-- begin INPUT RECORDS --
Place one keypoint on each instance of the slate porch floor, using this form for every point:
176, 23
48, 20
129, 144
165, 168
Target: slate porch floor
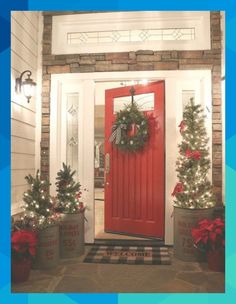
74, 276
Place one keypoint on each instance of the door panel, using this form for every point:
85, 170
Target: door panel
134, 186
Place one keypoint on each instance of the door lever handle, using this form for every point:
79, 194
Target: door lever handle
107, 163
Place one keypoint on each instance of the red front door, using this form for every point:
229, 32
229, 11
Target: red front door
134, 181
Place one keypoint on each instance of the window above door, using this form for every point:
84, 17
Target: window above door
130, 31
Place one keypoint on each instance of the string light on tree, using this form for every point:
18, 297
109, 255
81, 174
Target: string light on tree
67, 191
193, 189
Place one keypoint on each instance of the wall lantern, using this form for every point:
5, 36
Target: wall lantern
26, 86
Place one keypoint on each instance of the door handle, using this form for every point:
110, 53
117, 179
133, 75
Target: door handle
107, 163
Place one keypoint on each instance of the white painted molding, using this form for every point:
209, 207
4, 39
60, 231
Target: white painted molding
64, 25
175, 82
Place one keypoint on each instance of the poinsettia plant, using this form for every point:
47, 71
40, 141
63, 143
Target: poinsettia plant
23, 244
209, 235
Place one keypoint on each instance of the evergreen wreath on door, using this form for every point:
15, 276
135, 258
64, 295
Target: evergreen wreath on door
130, 129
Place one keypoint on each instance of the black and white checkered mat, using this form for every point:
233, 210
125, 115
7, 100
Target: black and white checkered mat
142, 255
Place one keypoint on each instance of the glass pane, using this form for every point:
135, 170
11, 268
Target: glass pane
72, 131
186, 96
145, 102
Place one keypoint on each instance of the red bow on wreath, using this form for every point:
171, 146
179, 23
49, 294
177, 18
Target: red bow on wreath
178, 189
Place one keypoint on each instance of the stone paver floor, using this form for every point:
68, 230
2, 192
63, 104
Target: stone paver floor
74, 276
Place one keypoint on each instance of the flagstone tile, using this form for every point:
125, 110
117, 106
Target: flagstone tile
195, 278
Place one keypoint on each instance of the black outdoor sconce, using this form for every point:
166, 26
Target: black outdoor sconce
26, 86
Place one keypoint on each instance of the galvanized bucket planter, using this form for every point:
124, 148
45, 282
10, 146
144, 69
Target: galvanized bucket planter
72, 235
47, 256
184, 220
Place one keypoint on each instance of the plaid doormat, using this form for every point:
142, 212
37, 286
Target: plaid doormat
128, 255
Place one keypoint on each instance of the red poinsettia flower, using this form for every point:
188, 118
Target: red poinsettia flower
178, 189
78, 195
188, 153
24, 242
209, 235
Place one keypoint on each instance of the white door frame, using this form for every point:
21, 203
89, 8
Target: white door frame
175, 82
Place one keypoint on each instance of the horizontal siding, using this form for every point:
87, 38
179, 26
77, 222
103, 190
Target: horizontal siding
20, 98
28, 39
24, 56
18, 47
18, 177
32, 17
22, 161
22, 114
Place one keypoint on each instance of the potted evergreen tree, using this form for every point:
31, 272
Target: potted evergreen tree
39, 216
72, 210
193, 195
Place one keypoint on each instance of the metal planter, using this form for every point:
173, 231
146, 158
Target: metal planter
47, 256
184, 220
72, 235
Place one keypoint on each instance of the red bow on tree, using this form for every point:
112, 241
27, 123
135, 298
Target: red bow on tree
196, 155
178, 189
182, 126
78, 195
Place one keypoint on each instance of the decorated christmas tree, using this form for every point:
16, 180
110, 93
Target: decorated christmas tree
68, 191
193, 189
37, 202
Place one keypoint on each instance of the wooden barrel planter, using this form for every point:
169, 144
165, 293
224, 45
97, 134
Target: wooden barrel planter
20, 270
184, 220
72, 235
47, 256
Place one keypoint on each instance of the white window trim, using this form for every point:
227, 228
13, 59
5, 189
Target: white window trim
62, 25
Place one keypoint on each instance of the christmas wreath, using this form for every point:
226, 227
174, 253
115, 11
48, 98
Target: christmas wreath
127, 120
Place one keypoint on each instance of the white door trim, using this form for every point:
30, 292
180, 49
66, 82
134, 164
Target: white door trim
175, 81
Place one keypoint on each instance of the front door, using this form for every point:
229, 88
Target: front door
134, 181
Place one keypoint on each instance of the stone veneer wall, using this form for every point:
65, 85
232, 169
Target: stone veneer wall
137, 61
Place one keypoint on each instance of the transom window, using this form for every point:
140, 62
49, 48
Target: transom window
130, 31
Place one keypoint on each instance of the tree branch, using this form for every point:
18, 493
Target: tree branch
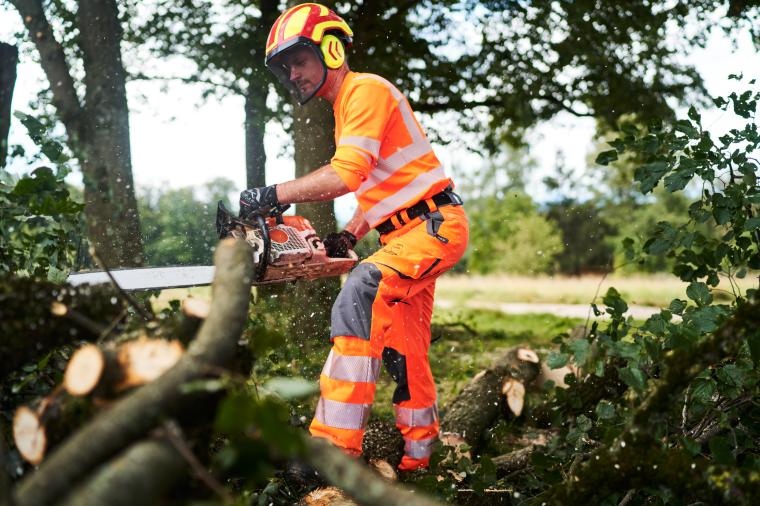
133, 416
356, 480
53, 61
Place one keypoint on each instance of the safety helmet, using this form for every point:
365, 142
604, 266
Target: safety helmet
310, 30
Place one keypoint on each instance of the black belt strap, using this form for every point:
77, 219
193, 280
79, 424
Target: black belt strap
444, 198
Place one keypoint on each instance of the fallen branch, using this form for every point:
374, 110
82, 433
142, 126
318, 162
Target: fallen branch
635, 459
40, 427
144, 471
6, 496
132, 417
107, 371
25, 318
366, 487
479, 404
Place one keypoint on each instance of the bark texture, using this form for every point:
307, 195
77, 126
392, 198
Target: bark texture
8, 62
313, 133
139, 475
362, 484
98, 127
479, 404
635, 459
132, 417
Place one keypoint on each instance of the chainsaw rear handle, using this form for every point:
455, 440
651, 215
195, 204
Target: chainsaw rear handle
225, 222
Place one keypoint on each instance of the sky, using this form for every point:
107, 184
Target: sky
180, 140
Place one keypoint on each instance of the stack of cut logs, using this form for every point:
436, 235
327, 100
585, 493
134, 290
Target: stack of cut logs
96, 375
499, 391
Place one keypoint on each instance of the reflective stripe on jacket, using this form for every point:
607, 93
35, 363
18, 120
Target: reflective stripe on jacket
382, 153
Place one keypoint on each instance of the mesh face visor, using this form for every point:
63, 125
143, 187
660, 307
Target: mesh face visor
300, 68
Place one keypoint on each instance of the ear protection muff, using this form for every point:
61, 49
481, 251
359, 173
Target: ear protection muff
333, 51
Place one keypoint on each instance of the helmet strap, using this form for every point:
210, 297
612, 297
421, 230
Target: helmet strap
333, 51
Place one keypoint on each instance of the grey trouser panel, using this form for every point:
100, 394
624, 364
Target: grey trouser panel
352, 311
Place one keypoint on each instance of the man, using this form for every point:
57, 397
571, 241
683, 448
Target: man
383, 311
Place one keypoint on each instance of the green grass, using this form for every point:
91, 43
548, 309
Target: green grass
456, 355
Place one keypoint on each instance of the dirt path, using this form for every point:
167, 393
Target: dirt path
565, 310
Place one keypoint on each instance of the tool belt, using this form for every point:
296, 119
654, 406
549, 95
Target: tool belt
445, 198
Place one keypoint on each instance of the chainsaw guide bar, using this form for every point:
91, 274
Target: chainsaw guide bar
285, 248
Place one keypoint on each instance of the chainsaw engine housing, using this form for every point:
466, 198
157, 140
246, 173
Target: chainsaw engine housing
295, 250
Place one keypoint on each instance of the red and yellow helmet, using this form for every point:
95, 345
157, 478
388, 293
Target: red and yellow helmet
307, 26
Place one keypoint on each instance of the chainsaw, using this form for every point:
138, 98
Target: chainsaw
285, 249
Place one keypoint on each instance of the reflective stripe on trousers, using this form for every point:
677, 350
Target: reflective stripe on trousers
383, 314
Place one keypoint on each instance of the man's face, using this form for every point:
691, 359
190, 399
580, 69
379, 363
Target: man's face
304, 70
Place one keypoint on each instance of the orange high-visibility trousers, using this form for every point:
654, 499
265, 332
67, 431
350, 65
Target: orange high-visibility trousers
382, 315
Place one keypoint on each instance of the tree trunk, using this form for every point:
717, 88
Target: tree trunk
8, 62
313, 133
479, 404
132, 417
98, 132
255, 123
141, 474
110, 203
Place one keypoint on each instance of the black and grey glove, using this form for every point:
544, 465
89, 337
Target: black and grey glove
263, 198
338, 244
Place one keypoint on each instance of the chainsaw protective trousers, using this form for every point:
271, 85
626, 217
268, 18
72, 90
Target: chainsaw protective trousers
382, 315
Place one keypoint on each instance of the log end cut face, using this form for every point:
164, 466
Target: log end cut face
84, 370
29, 435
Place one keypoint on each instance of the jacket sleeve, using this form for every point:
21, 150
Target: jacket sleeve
366, 115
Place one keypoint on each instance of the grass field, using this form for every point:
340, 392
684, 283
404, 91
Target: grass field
651, 290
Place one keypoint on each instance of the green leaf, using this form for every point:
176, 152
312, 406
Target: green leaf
606, 157
616, 306
699, 292
691, 446
694, 115
721, 451
650, 174
752, 224
686, 127
291, 388
605, 410
580, 348
556, 360
677, 306
633, 377
678, 179
753, 342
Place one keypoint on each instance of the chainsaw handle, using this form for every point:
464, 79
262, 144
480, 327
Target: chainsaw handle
261, 269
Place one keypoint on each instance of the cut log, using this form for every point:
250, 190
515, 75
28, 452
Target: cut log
480, 402
145, 471
130, 418
29, 332
6, 495
356, 480
38, 428
327, 496
105, 372
29, 435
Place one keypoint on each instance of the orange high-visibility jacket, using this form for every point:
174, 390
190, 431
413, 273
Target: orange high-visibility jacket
382, 153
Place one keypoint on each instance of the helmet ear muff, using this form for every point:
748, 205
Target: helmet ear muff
333, 51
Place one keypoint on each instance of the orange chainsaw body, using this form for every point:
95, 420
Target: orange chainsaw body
296, 252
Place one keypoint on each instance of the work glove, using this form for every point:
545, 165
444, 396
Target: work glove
260, 199
338, 244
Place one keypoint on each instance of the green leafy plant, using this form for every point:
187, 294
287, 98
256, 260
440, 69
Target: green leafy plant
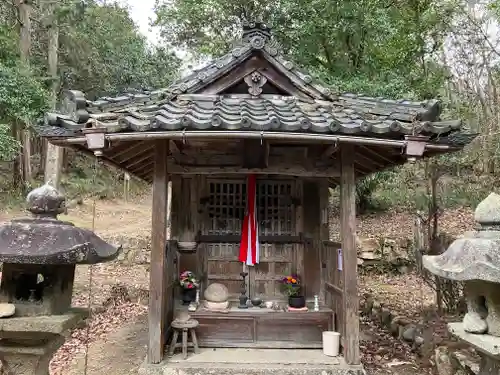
292, 285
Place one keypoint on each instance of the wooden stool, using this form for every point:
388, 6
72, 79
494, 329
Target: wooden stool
184, 327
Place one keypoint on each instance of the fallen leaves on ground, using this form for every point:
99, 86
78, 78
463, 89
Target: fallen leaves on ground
98, 326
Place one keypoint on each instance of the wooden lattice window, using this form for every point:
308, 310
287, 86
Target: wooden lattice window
227, 205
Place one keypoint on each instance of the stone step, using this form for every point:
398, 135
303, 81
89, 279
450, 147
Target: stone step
253, 362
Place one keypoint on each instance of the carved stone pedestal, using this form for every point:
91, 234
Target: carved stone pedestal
487, 346
28, 343
19, 359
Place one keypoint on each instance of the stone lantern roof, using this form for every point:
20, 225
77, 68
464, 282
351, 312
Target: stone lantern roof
43, 239
476, 255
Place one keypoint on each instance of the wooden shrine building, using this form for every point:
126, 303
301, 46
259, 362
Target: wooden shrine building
253, 111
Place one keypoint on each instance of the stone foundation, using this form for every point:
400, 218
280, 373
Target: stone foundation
253, 362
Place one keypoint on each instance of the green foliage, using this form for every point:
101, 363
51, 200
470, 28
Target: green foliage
8, 145
102, 52
22, 96
366, 187
364, 46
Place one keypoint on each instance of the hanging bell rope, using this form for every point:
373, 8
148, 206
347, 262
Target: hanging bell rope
91, 270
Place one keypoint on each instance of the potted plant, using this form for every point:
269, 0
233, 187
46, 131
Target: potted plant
189, 284
293, 291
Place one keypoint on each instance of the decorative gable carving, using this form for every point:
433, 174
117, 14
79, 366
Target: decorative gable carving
255, 82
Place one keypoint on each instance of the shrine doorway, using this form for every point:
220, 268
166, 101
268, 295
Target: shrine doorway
277, 219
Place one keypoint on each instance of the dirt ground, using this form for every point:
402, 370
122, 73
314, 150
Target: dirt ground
117, 333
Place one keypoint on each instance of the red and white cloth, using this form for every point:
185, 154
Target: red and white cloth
249, 246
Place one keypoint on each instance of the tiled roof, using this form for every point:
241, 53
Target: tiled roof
349, 114
179, 107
-- end INPUT RECORDS --
● EXERCISE:
Repeat exactly the lines starting at the line with "Place one keypoint on each instance of the hanging" and ending with the final line of the entries. Include nothing else.

● TASK ANSWER:
Place one keypoint on each instance of the hanging bell rope, using this form for every point:
373, 8
148, 206
347, 262
Target: hanging bell rope
91, 270
Place one keypoint on each instance of the potted plant, using this form for every point:
269, 0
233, 187
46, 131
Target: potted plant
189, 284
293, 291
Place one keypoint on each instance of the decorative gable carving, using this form for every point:
433, 174
117, 14
79, 366
Target: decorative gable carving
255, 82
Place one keypoint on each instance of the shrine doorway, using this form for every point:
220, 268
166, 101
268, 295
Target: shrine doorway
277, 219
Place one keypoint on each instance of the dirt ground, using this form for every point:
402, 370
122, 73
314, 150
Target: dirt ground
117, 333
Place one keypoint on each instance of the red and white cloth, using this form for every point:
185, 154
Target: red and white cloth
249, 246
Place one keypoint on each instance of the tiled roof, using this form for every point:
241, 53
Target: tiled roof
349, 114
179, 107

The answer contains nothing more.